→ **TASK DIRECTIONS**
Can you pull out every line of the items below, word for word and unchanged, but leave out the pictures?

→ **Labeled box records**

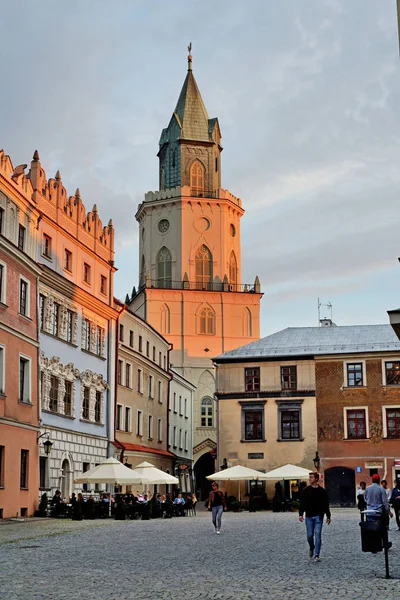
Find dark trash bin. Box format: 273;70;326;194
360;521;383;554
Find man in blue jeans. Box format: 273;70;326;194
299;473;331;562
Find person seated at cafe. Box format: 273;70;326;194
174;493;185;517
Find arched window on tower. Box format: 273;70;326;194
243;306;253;337
195;244;212;290
190;160;204;196
160;304;171;333
198;306;215;335
200;396;214;427
139;255;146;288
157;246;172;288
229;250;237;291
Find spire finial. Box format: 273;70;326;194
188;42;193;71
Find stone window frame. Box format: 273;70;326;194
239;400;267;444
275;399;304;442
39;351;80;419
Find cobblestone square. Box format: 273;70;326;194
0;510;400;600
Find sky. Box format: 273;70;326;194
0;0;400;336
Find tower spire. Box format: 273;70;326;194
188;42;193;71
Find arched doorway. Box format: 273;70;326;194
324;467;356;506
60;458;71;499
194;452;215;500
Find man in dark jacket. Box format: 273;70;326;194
299;473;331;562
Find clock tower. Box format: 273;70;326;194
128;50;262;492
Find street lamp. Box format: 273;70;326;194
313;451;321;471
36;431;53;456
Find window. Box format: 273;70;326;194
94;390;103;423
244;367;260;392
136;410;143;435
280;410;300;440
42;233;52;258
346;409;367;439
125;406;131;432
82;319;90;352
83;263;90;283
19;356;31;404
115;404;122;431
51;302;60;336
0;263;7;304
158;381;162;404
199;307;215;335
385;362;400;385
0;446;5;488
346;363;364;387
190;160;204;196
66;310;74;344
201;397;214;427
0;346;6;395
18;225;25;251
157;246;172;288
19;279;29;317
20;450;29;490
49;375;58;412
195;244;213;290
229;250;237;285
82;387;90;421
64;381;72;417
100;275;107;296
386;408;400;438
138;369;143;394
64;250;72;273
125;363;131;387
281;367;297;390
240;402;264;441
39;456;48;490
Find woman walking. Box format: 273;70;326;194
208;481;226;534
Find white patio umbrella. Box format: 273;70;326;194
264;464;312;481
207;465;265;500
131;461;179;485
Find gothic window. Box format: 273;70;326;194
161;304;171;333
190;160;204;196
199;306;215;335
157;246;172;288
243;306;253;337
229;250;237;284
201;397;214;427
195;244;212;290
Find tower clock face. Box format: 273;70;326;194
158;219;169;233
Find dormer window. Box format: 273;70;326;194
190;160;204;196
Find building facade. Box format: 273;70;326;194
168;369;196;492
128;51;261;492
114;303;174;491
29;152;117;498
0;151;40;519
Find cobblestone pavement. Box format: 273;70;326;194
0;510;400;600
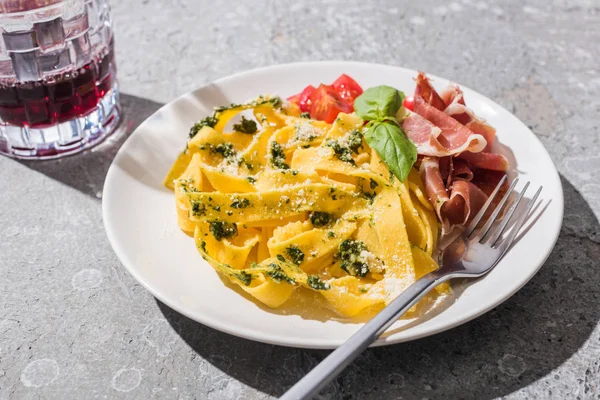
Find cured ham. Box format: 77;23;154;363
421;157;487;233
402;72;509;234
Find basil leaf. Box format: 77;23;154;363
354;85;404;121
365;121;417;182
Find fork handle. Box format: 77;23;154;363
280;271;449;400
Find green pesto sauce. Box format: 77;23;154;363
192;200;206;217
229;198;250;209
306;275;330;290
338;239;369;277
209;221;238;241
233;115;258;135
271;141;290;169
285;244;304;265
188;115;219;139
310;211;333;227
267;263;296;285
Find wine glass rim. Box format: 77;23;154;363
0;0;86;19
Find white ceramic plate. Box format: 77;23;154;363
102;62;563;348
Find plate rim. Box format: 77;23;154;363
102;60;564;349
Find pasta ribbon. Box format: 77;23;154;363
164;97;450;317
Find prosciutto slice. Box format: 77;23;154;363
410;95;487;157
420;157;488;233
440;83;496;152
412;73;508;237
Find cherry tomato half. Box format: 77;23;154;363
310;84;353;124
402;97;415;111
288;93;300;106
298;85;317;112
331;74;363;105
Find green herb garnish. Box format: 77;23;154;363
354;86;417;182
338;239;369;277
267;257;296;285
310;211;333;227
306;275;330;290
233;115;258;134
285;244;304;265
271;141;290;169
229;197;250;209
189;116;219;139
209;221;237;241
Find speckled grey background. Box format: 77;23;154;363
0;0;600;399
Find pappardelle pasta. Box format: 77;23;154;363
164;92;449;317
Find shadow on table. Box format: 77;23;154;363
14;93;162;198
157;178;600;399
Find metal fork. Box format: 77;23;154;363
280;176;542;400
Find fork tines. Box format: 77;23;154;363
465;176;542;247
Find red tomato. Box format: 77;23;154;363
310;84;353;124
298;85;317;112
288;93;300;106
331;74;363;104
402;97;415;111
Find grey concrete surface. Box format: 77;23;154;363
0;0;600;399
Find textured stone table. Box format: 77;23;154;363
0;0;600;399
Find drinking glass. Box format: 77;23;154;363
0;0;120;159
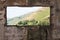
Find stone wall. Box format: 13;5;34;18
0;0;60;40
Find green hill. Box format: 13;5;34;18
7;7;50;25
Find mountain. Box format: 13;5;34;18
7;7;50;25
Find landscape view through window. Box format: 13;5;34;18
7;6;50;26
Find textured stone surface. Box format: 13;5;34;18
0;0;60;40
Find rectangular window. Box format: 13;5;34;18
7;6;50;26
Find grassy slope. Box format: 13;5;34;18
9;8;50;25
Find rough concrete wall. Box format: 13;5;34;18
5;27;27;40
0;0;60;40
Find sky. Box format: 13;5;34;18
7;7;42;19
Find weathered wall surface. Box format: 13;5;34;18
0;0;60;40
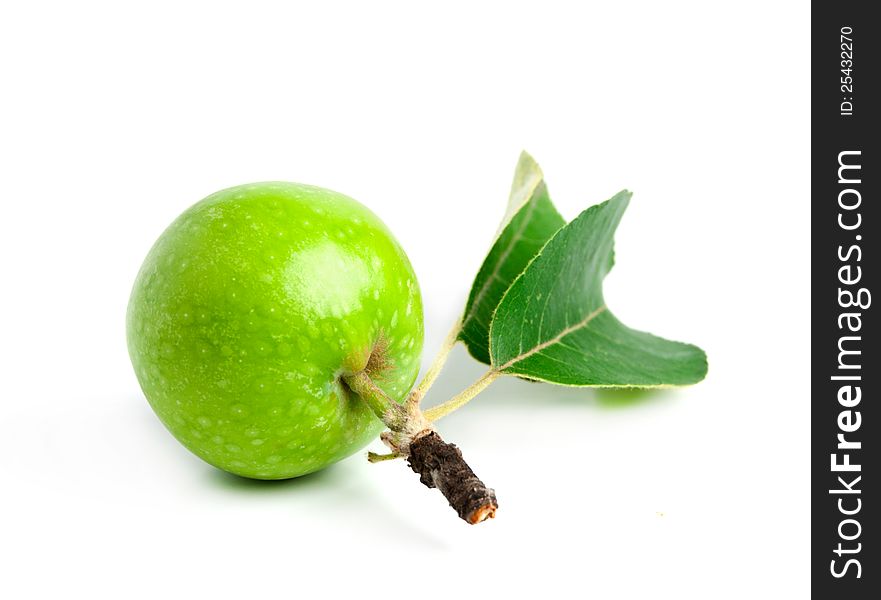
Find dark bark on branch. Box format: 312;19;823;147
407;431;499;525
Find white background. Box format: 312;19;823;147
0;1;810;599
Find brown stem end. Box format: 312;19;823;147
407;431;499;525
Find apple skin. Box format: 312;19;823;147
126;182;423;479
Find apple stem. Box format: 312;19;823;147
342;366;499;525
342;371;407;431
425;369;502;423
407;319;462;406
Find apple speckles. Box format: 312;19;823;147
129;183;422;479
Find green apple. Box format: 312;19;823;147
127;182;423;479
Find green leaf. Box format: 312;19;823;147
459;152;566;364
490;191;707;387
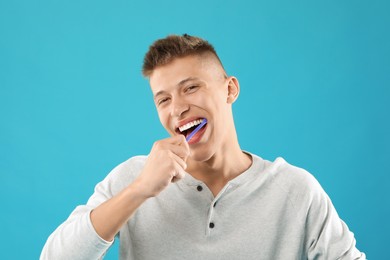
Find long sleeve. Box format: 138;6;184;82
306;173;366;260
40;157;144;260
40;206;112;260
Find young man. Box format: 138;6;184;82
41;34;365;260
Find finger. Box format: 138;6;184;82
171;160;186;182
170;152;187;170
166;144;190;161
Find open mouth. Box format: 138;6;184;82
176;118;203;137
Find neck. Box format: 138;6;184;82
187;137;252;196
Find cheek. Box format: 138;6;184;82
157;111;169;130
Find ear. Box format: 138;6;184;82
226;76;240;104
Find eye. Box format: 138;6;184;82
185;85;198;93
157;97;169;106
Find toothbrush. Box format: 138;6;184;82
186;118;207;142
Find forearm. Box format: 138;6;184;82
40;206;112;260
90;181;148;241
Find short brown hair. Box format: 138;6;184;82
142;34;223;77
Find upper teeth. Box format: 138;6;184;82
179;119;202;132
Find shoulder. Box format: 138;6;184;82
265;157;322;192
258;157;328;207
98;155;147;194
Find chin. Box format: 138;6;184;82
190;149;213;162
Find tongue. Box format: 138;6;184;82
185;125;198;137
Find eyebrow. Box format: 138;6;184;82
153;77;198;99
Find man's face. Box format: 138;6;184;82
150;55;232;160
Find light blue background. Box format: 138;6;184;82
0;0;390;259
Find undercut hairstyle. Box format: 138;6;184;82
142;34;223;78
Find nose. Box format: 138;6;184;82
171;97;189;117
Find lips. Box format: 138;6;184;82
175;118;207;137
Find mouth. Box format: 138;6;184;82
176;118;204;138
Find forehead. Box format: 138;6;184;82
150;55;224;94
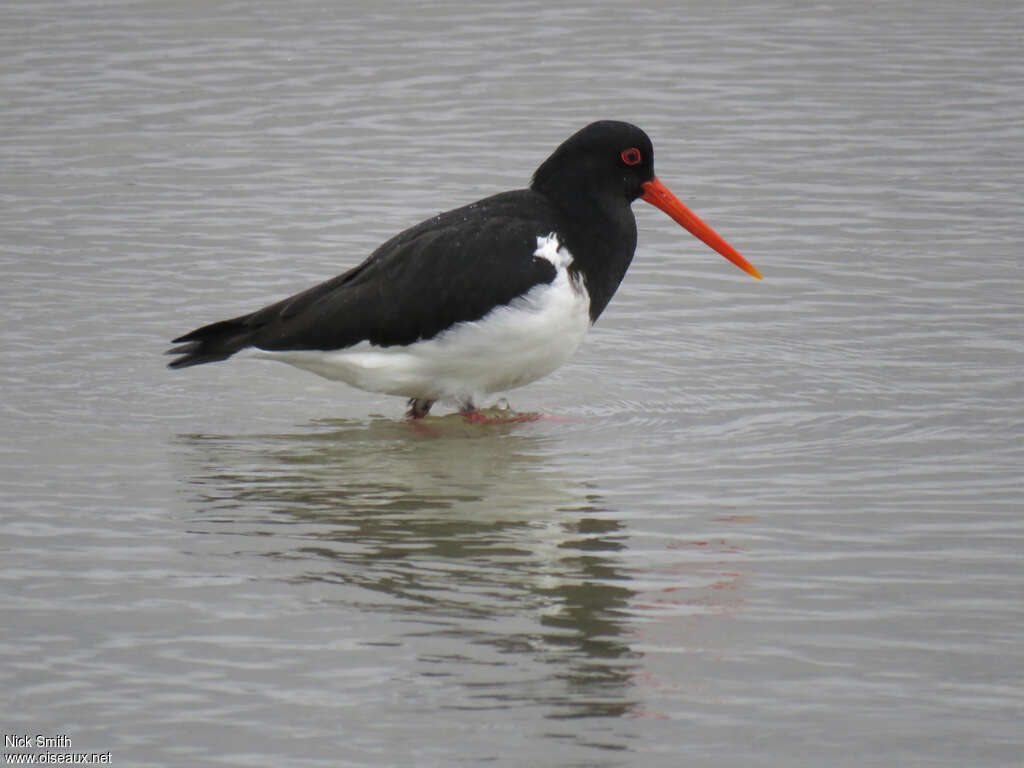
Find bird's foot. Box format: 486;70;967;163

→ **FINISHED TASK**
Find dark trash bin. Box format: 273;70;326;194
360;521;383;554
Find man in blue jeans. Box format: 273;70;326;194
299;473;331;562
Find person seated at cafe. Box format: 273;70;326;194
174;493;185;517
Find arched window on tower. Box format: 273;70;326;194
243;306;253;337
195;244;212;290
190;160;204;196
160;304;171;333
198;306;215;335
200;396;214;427
139;255;146;288
157;246;172;288
229;250;237;291
Find spire finial. Box format: 273;70;326;194
188;42;193;71
Find stone window frame. Box format: 273;70;326;194
239;400;267;444
275;399;304;442
39;351;80;419
Find cobblestone square. Box format: 273;70;326;194
0;510;400;600
Find sky. Box format: 273;70;326;194
0;0;400;336
Find tower spire. Box format: 273;70;326;194
188;42;193;71
Find arched doorway. Box format: 273;70;326;194
324;467;356;506
60;458;71;499
194;452;215;500
Find man in dark jacket. Box format: 273;70;326;194
299;473;331;562
Find clock tower. Box format: 273;70;326;194
128;50;262;492
Find street lamp. Box format: 273;70;326;194
313;451;321;471
36;431;53;456
Find window. Box format: 273;70;326;194
94;390;103;423
244;367;260;392
136;410;143;435
280;410;300;440
42;233;52;258
346;409;367;439
125;406;131;432
82;319;90;352
83;263;90;283
19;356;31;404
115;404;122;431
51;302;60;336
0;263;7;304
158;381;162;404
199;307;215;335
385;362;400;385
0;446;5;488
346;363;364;387
190;160;204;196
66;310;74;344
201;397;214;427
0;346;6;395
18;225;25;251
157;246;172;288
19;279;29;317
20;450;29;490
49;375;58;412
195;244;213;290
229;250;237;285
82;387;90;421
64;381;72;417
100;275;107;296
386;408;400;438
138;369;143;394
64;250;72;273
125;363;131;387
281;367;297;390
240;402;264;441
39;456;48;490
Find woman walking. Box format: 273;70;326;194
208;481;226;534
Find white patio umbrella. Box format: 273;70;326;194
264;464;312;481
207;465;265;500
131;461;179;485
Find gothic window. Box format: 273;70;326;194
161;304;171;333
190;160;204;196
199;306;215;335
157;246;172;288
243;306;253;337
229;250;237;284
201;397;214;427
195;244;212;290
Find tower clock face. Box format: 273;70;326;194
158;219;169;233
Find dormer window. Box format: 273;70;326;194
190;160;204;196
Find building facade. Box format: 273;70;326;194
168;369;196;492
128;51;261;492
114;303;174;491
29;152;117;498
0;151;40;519
Find cobblestone pavement. Box format: 273;70;326;194
0;510;400;600
Find cured ham. Box format: 77;23;154;363
421;157;487;233
402;72;509;234
Find basil leaf. Box format: 77;23;154;363
354;85;404;121
365;121;417;182
Find fork handle. Box format: 77;23;154;363
280;271;449;400
Find green pesto sauce. Box format: 77;23;154;363
192;200;206;217
229;198;250;209
306;275;330;290
338;239;369;277
209;221;238;241
233;115;258;135
271;141;290;169
285;244;304;265
188;115;219;139
310;211;333;227
267;263;296;285
Find wine glass rim. Box format: 77;23;154;363
0;0;86;19
Find white ceramic plate. Box format: 77;23;154;363
102;62;563;348
Find plate rim. Box format: 77;23;154;363
102;60;564;349
Find pasta ribbon. Box format: 77;23;154;363
164;97;450;317
Find prosciutto slice. Box format: 77;23;154;363
410;95;487;157
420;157;488;233
440;83;496;152
412;73;508;237
Find cherry tomato half. Box format: 77;23;154;363
310;84;353;124
402;97;415;111
288;93;300;106
298;85;317;112
331;74;363;105
Find green herb garnish. Box format: 77;23;154;363
354;86;417;182
338;239;369;277
267;257;296;285
310;211;333;227
306;275;330;290
233;115;258;134
285;244;304;265
271;141;290;169
229;197;250;209
189;116;219;139
209;221;237;241
Find speckled grey background. Box format: 77;23;154;363
0;0;600;399
Find pappardelle pasta. Box format: 77;23;154;363
164;92;449;317
Find shadow on table. Box format: 77;23;154;363
14;93;162;198
157;178;600;399
Find metal fork. Box format: 77;23;154;363
280;176;542;400
Find fork tines. Box format: 77;23;154;363
465;176;542;247
Find red tomato. Box format: 77;23;154;363
310;84;353;124
298;85;317;112
288;93;300;106
331;74;363;104
402;97;415;111
Find grey concrete surface. Box format: 77;23;154;363
0;0;600;399
Find textured stone table. Box format: 77;23;154;363
0;0;600;399
Find drinking glass. Box format: 77;23;154;363
0;0;120;159
Find stone wall. Box format: 13;5;34;18
0;0;60;40
Find green hill. Box format: 13;5;34;18
7;7;50;25
Find mountain. Box format: 13;5;34;18
7;7;50;25
Find landscape view through window. Box format: 13;5;34;18
7;6;50;26
Find textured stone surface. Box format: 13;5;34;18
0;0;60;40
Find rectangular window. Box format: 13;5;34;18
7;6;50;26
Find grassy slope. Box format: 13;5;34;18
9;8;50;25
Find rough concrete wall. Box format: 13;5;34;18
5;27;27;40
0;0;60;40
Find sky. Box format: 13;5;34;18
7;7;42;19
Find weathered wall surface. Box format: 13;5;34;18
0;0;60;40
Find dark bark on branch. Box format: 312;19;823;147
407;431;499;525
Find white background. Box format: 312;19;823;147
0;1;810;599
Find brown stem end. Box format: 312;19;823;147
407;431;499;525
Find apple skin. Box format: 312;19;823;147
126;182;423;479
Find apple stem. Box format: 312;19;823;147
342;366;499;525
342;371;407;431
425;369;502;423
407;319;462;406
Find apple speckles. Box format: 312;19;823;147
129;183;422;479
Find green apple. Box format: 312;19;823;147
127;182;423;479
Find green leaf. Box format: 312;19;823;147
459;152;566;364
490;191;707;387
Find long sleeve. Box format: 138;6;184;82
306;173;366;260
40;157;144;260
40;206;112;260
Find young man. Box format: 138;6;184;82
41;34;365;260
Find finger. Box format: 138;6;184;82
171;160;186;182
170;152;187;170
166;144;190;161
Find open mouth. Box format: 138;6;184;82
176;118;203;137
Find neck. Box format: 138;6;184;82
187;137;252;196
Find cheek. Box format: 138;6;184;82
157;111;169;130
Find ear. Box format: 138;6;184;82
226;76;240;104
Find eye. Box format: 138;6;184;82
185;85;198;93
157;97;169;106
Find toothbrush. Box format: 138;6;184;82
186;118;207;142
Find forearm. Box format: 138;6;184;82
40;206;112;260
90;181;148;241
Find short brown hair. Box format: 138;6;184;82
142;34;223;77
Find upper teeth. Box format: 138;6;184;82
179;119;202;132
Find shoulder. Box format: 138;6;184;82
265;157;322;192
258;157;328;207
98;155;147;194
Find chin. Box format: 138;6;184;82
190;149;213;162
Find tongue. Box format: 138;6;184;82
185;125;198;137
Find eyebrow. Box format: 138;6;184;82
153;77;198;99
Find man's face. Box format: 138;6;184;82
150;55;232;160
Find light blue background. Box format: 138;6;184;82
0;0;390;259
Find undercut hairstyle. Box format: 138;6;184;82
142;34;223;78
Find nose. Box format: 138;6;184;82
171;97;189;117
Find lips. Box format: 138;6;184;82
175;118;207;137
Find mouth. Box format: 138;6;184;82
176;118;204;138
Find forehead. Box format: 138;6;184;82
150;55;224;94
Find bird's foot. Box format: 486;70;967;163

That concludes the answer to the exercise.